## Request
Present every line of the entries below as a Markdown table with the columns "Row" and "Line", numbering the rows and leaving out any blank lines.

## Dataset records
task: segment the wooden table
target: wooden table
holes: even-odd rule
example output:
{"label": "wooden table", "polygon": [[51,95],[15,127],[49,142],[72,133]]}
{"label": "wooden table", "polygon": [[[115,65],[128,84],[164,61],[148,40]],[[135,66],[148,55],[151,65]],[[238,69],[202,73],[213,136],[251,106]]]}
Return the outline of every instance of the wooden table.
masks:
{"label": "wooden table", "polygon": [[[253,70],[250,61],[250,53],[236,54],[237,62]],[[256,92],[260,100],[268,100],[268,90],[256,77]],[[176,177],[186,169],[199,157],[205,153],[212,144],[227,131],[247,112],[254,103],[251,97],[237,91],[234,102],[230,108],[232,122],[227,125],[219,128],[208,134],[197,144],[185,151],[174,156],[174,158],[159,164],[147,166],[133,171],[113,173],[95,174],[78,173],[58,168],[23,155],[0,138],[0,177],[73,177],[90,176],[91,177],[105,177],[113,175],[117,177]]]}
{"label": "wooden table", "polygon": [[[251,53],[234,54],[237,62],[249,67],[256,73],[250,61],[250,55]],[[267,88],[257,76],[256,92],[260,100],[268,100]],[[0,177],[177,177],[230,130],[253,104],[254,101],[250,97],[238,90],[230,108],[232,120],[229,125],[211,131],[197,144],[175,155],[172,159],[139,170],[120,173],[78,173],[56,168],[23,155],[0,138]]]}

## The solution
| Row | Line |
|---|---|
| 1 | task: segment the wooden table |
| 2 | target: wooden table |
| 3 | holes: even-odd rule |
| 4 | example output: |
| 5 | {"label": "wooden table", "polygon": [[51,95],[15,127],[49,142],[72,133]]} |
| 6 | {"label": "wooden table", "polygon": [[[115,65],[128,84],[164,61],[148,40]],[[135,66],[148,55],[151,65]],[[238,69],[202,73],[213,136],[251,106]]]} |
| 7 | Return the outline of every instance of the wooden table. |
| 8 | masks: |
| 9 | {"label": "wooden table", "polygon": [[[253,70],[250,61],[250,53],[236,54],[237,62]],[[256,92],[260,100],[268,100],[268,90],[256,77]],[[176,177],[186,169],[199,157],[205,153],[212,144],[227,131],[247,112],[254,103],[251,97],[237,91],[234,102],[230,108],[232,122],[227,125],[219,128],[208,134],[197,144],[185,151],[174,156],[174,158],[159,164],[147,166],[133,171],[113,173],[95,174],[78,173],[58,168],[23,155],[0,138],[0,177],[73,177],[90,176],[91,177],[105,177],[113,175],[117,177]]]} |
| 10 | {"label": "wooden table", "polygon": [[[251,53],[234,54],[237,62],[249,67],[256,73],[250,61],[250,55]],[[267,88],[257,76],[256,92],[260,100],[268,100]],[[0,177],[177,177],[230,130],[253,104],[254,101],[250,97],[238,90],[230,108],[232,120],[229,125],[211,131],[197,144],[175,155],[172,159],[139,170],[120,173],[78,173],[56,168],[23,155],[0,138]]]} |